*** Opening Supplied data ***

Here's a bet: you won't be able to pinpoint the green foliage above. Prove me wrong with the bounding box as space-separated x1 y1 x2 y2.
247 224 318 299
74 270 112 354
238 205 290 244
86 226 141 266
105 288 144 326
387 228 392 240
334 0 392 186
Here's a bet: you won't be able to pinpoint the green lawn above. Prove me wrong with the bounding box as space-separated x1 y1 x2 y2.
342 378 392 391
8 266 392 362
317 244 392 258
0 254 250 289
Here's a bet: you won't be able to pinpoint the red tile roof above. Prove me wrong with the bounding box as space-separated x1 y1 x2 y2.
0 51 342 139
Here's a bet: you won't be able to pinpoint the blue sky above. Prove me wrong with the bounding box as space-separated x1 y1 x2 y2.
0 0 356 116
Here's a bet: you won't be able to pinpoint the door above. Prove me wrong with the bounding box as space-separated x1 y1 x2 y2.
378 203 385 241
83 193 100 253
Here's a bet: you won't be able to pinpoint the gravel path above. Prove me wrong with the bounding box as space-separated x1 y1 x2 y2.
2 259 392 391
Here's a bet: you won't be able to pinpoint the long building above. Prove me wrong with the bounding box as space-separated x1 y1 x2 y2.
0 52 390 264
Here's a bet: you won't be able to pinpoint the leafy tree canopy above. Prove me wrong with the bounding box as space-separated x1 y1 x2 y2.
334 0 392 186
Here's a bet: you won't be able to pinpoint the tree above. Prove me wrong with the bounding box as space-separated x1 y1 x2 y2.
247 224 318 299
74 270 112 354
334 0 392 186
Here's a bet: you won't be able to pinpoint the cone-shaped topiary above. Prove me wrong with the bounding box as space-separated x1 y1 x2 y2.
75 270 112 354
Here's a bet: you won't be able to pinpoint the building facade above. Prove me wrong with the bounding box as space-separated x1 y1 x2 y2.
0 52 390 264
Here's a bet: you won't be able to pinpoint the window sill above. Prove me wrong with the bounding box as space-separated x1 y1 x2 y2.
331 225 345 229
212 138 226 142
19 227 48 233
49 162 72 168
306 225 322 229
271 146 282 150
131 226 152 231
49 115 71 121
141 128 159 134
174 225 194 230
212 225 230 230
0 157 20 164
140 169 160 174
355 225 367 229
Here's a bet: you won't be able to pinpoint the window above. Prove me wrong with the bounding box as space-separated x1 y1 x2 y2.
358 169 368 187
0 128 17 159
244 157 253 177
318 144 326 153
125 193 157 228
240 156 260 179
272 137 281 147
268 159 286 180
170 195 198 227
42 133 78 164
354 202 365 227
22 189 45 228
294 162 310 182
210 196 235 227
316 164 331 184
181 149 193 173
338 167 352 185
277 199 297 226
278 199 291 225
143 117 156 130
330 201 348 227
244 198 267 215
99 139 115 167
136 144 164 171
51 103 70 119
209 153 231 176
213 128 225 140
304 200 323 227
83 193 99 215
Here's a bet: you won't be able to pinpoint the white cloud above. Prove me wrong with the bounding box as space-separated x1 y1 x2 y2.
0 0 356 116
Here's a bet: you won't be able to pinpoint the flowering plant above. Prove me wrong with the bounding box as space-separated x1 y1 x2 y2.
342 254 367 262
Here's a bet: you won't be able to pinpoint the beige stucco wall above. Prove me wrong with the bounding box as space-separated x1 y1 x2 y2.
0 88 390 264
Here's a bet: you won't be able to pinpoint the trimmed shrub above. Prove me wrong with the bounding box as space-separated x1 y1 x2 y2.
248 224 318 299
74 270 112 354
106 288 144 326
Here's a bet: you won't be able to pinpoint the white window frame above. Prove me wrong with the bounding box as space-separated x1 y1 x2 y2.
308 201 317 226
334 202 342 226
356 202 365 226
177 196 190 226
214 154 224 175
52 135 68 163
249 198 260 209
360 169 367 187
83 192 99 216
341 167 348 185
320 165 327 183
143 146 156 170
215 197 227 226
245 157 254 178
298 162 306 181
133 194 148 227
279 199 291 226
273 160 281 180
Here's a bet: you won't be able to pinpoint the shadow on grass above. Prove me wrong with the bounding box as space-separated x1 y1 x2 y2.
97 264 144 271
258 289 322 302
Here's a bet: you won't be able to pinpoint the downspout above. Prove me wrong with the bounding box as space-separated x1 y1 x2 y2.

*** Closing Supplied data ***

**What is expected**:
Reproduce the entries exactly, each one as given.

**Exercise output**:
Here's a bet: you won't be able to pinpoint the green foliage above. Prove me wrong with the bounding box as space-separated x1 y1 x2 y2.
247 224 318 299
74 270 112 354
238 205 290 244
86 226 141 266
105 288 144 326
387 228 392 240
334 0 392 186
Here's a bet: you won't be able to pinpoint the green lawn above. Prove me wrong with the bounding box as space-separated x1 y1 x2 y2.
342 378 392 391
8 266 392 362
317 244 392 258
0 254 250 289
Here's a bet: you won't be able to pinpoint the red tile roof above. Prove me wrong with the bounding box as space-separated x1 y1 x2 y2.
0 51 342 139
Here's a bet: you won't be able to pinpoint the blue sky above. Prove me wrong with the bounding box as space-separated x1 y1 x2 y2.
0 0 356 116
Here's a bet: you won't be able to pinpoint the door above. Prove me wrong with the bounding box as space-separated x1 y1 x2 y2.
378 203 385 241
83 193 100 253
Here's a bet: you won't be able to pinpoint the gravel path above. Prove me wrong with the bounding box as space-separated x1 y1 x2 y2.
2 259 392 391
Here's a bet: you won't be able to pinpoint the long building above. Prove me wrong with the bounding box as space-separated x1 y1 x2 y2.
0 52 390 264
Here's a bet: you won't be able to pinpoint the leafy tree canopy above. Prove me wrong with the bounding box as space-separated x1 y1 x2 y2.
334 0 392 186
Here's a bet: you won't be able to pinpoint the tree above. Prove me wrong with the bounding box as space-separated x1 y1 x2 y2.
247 224 318 299
74 270 112 354
334 0 392 186
Here's a bet: you won't be able to pinpoint the cone-shaped topiary above. Prove me wrong with the bounding box as space-separated x1 y1 x2 y2.
75 270 112 354
Here's a bet: you won't be able to pinpoint the building facade above. Prove me wrong with the bounding box as space-separated x1 y1 x2 y2.
0 52 390 264
Here's a bet: you won't be able to pinpoint the window sill above. Prove me wrong with the bounding box as space-separated x1 y1 x2 y2.
331 225 345 229
212 138 226 142
19 227 48 233
49 162 72 168
306 225 322 229
271 146 282 150
131 226 152 231
49 115 71 121
141 128 159 134
174 225 194 230
212 225 230 230
0 157 20 164
140 169 160 174
355 225 367 229
Here's a bet: you won't be able to pinpoint the window above. Prove me wrong with the bounding box as space-separated x1 y1 x2 y2.
358 169 368 187
0 128 17 159
244 157 253 177
318 144 326 153
125 193 157 228
240 156 260 179
272 137 281 147
268 159 286 180
170 195 198 227
42 133 78 164
354 202 365 227
22 189 45 228
294 162 310 182
210 196 235 227
316 164 331 184
181 149 193 173
338 167 352 185
277 199 297 226
278 199 291 225
143 117 156 130
330 201 348 227
244 198 267 215
99 139 115 167
136 144 164 171
51 103 70 119
209 153 231 176
213 128 225 140
304 200 323 227
83 193 99 215
Here's a bet: you won't be able to pinpoint the white cloud above. Prove me wrong with the bounding box as space-separated x1 y1 x2 y2.
0 0 356 116
Here's a bet: you won't be able to pinpoint the flowering plant above. Prove me wrong with the bounding box as space-separated x1 y1 x2 y2.
342 254 367 262
Here's a bet: you won't be able to pinpoint the beige stucco wall above. Prove me wrong with the bounding box as space-separated x1 y1 x2 y2.
0 88 390 264
Here's a bet: you won't be able to pinpoint the trimmed shrub above. Prove me wrong with the bounding box as space-separated x1 y1 x2 y2.
248 224 318 299
74 270 112 354
106 288 144 326
Here's a bet: you won't be able to pinpoint the white window frame above. Prove me wrong with the bounding box as space-separated x1 y1 x2 y2.
308 201 317 226
334 202 342 226
356 202 365 226
177 196 190 226
214 154 224 175
52 135 68 163
249 198 260 209
360 169 367 187
83 192 99 216
341 167 348 185
320 165 327 183
143 146 156 170
215 197 227 226
245 157 254 178
298 162 306 181
133 194 148 227
279 199 291 226
273 160 281 180
Here's a bet: you won't be able to pinpoint the shadow on grass above. Prove me wrong with the bounding box as space-separated x1 y1 x2 y2.
97 264 144 271
258 289 322 302
Here's a bet: you won't be able to pinpoint the downspout above. Prove me wrong with the bounding box as space-separated x1 y1 x2 y2.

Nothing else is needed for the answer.